Write out everything in the records from the line containing "Indicate the wooden" down to the line containing "Target: brick building", both included, as a numbered list with blank lines dropped.

### PROVIDED RECORDS:
"""
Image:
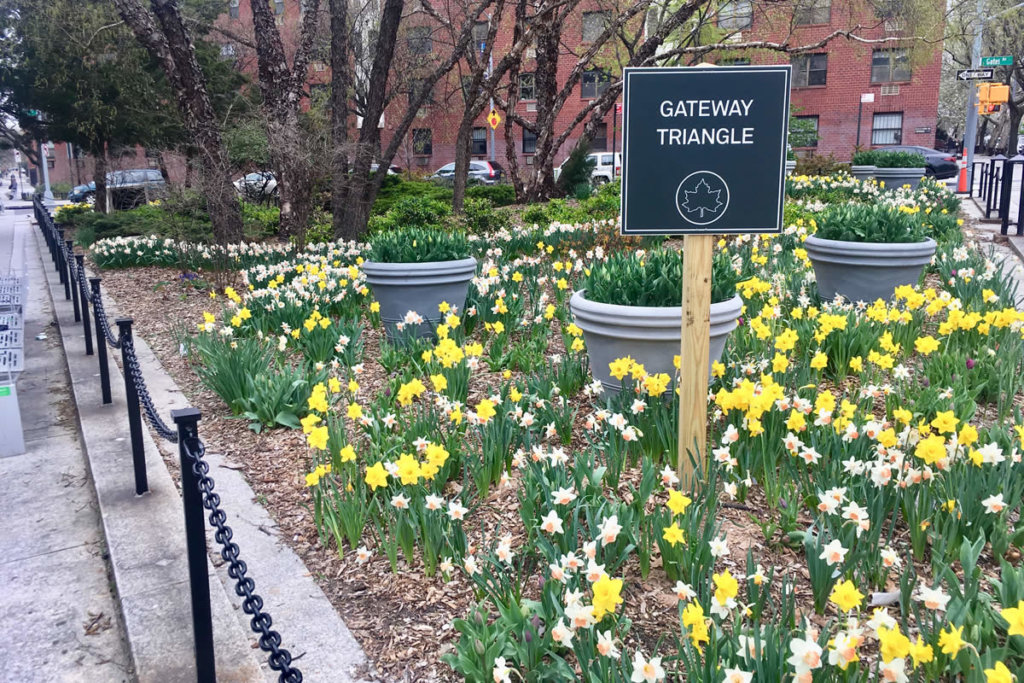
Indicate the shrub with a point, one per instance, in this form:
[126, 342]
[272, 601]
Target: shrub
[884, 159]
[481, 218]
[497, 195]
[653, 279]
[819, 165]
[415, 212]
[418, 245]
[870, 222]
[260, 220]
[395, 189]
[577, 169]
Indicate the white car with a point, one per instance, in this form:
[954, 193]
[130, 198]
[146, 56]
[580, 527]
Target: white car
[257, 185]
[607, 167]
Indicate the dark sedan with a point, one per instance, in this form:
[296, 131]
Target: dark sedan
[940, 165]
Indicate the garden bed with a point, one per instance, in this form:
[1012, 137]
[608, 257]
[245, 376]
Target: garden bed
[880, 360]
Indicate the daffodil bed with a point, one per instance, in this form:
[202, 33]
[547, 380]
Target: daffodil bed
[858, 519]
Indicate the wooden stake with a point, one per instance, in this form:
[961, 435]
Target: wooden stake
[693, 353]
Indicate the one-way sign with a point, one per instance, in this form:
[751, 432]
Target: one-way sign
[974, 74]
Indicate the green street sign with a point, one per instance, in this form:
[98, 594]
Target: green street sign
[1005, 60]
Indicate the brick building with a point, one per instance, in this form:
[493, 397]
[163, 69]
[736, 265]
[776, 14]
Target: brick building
"""
"""
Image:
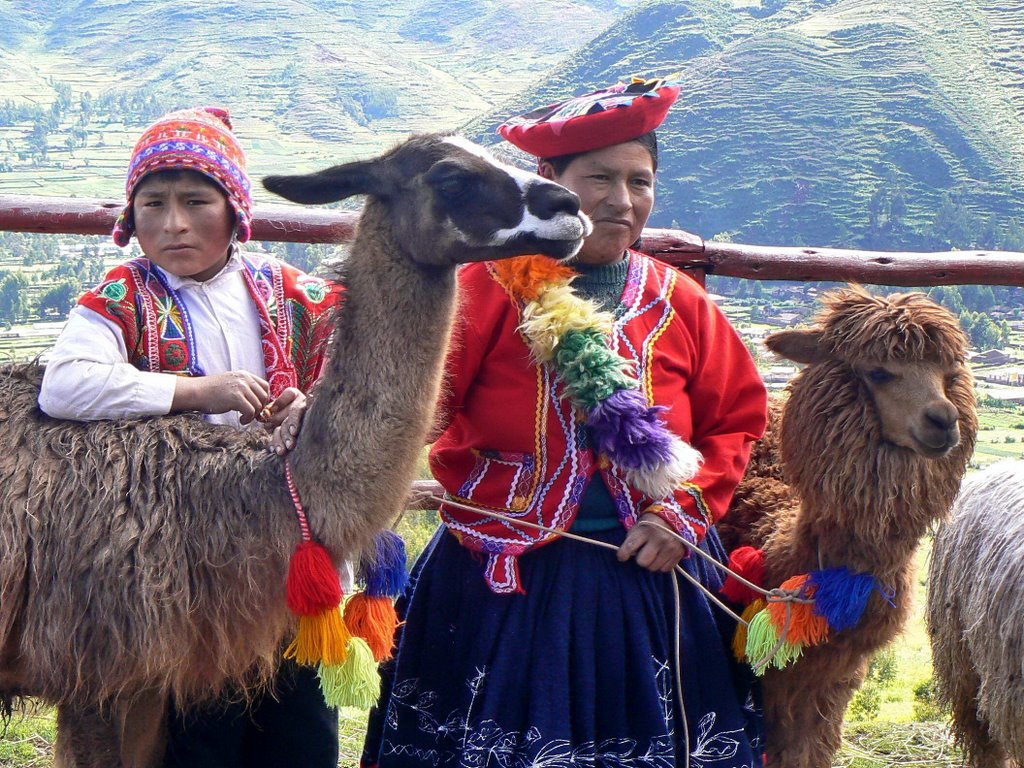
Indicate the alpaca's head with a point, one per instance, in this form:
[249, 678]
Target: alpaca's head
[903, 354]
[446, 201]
"""
"""
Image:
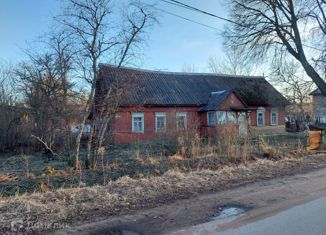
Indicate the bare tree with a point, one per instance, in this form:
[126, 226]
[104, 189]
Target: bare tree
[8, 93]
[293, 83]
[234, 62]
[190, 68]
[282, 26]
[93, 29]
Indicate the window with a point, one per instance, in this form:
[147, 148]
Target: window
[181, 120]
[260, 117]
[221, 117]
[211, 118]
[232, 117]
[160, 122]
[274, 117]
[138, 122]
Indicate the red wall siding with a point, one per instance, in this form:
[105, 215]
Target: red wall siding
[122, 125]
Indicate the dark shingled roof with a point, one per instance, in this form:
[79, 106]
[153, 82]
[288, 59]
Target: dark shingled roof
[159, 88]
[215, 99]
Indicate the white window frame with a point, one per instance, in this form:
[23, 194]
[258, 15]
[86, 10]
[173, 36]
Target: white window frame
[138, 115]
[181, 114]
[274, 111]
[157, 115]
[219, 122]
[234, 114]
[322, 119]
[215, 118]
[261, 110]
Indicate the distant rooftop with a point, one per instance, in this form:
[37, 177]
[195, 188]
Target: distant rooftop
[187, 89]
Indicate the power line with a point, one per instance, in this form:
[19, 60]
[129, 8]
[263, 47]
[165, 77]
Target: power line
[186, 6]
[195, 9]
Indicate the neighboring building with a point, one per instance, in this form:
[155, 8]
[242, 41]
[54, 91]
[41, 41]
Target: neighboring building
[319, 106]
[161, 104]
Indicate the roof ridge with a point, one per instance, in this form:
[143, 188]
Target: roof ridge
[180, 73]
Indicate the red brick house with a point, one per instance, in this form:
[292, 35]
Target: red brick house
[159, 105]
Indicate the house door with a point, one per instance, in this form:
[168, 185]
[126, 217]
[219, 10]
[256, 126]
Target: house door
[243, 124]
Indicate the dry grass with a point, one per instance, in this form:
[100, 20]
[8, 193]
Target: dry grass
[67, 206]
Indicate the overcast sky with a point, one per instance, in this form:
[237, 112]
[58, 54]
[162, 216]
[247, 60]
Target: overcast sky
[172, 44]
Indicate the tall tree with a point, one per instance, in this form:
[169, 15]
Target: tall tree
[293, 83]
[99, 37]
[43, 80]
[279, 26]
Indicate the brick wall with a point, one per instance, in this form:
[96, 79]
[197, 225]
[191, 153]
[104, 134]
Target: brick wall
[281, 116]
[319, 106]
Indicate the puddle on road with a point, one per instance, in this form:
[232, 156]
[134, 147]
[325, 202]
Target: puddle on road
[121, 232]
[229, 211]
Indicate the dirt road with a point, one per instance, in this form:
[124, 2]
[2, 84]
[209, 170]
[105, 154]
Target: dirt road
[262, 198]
"""
### OUTPUT OF THE EXERCISE:
1. Indicate the wooden stake with a point, one per instance, in this form:
2. [961, 435]
3. Target: wooden stake
4. [693, 353]
5. Indicate the one-way sign with a point, one per instance, in this form:
6. [751, 432]
7. Target: one-way sign
8. [974, 74]
9. Indicate the green street sign with a point, one per instance, in this form:
10. [98, 594]
11. Target: green street sign
12. [1005, 60]
13. Indicate the brick building with a point, one per instance, in this form:
14. [493, 397]
15. [163, 69]
16. [736, 265]
17. [776, 14]
18. Target: brick building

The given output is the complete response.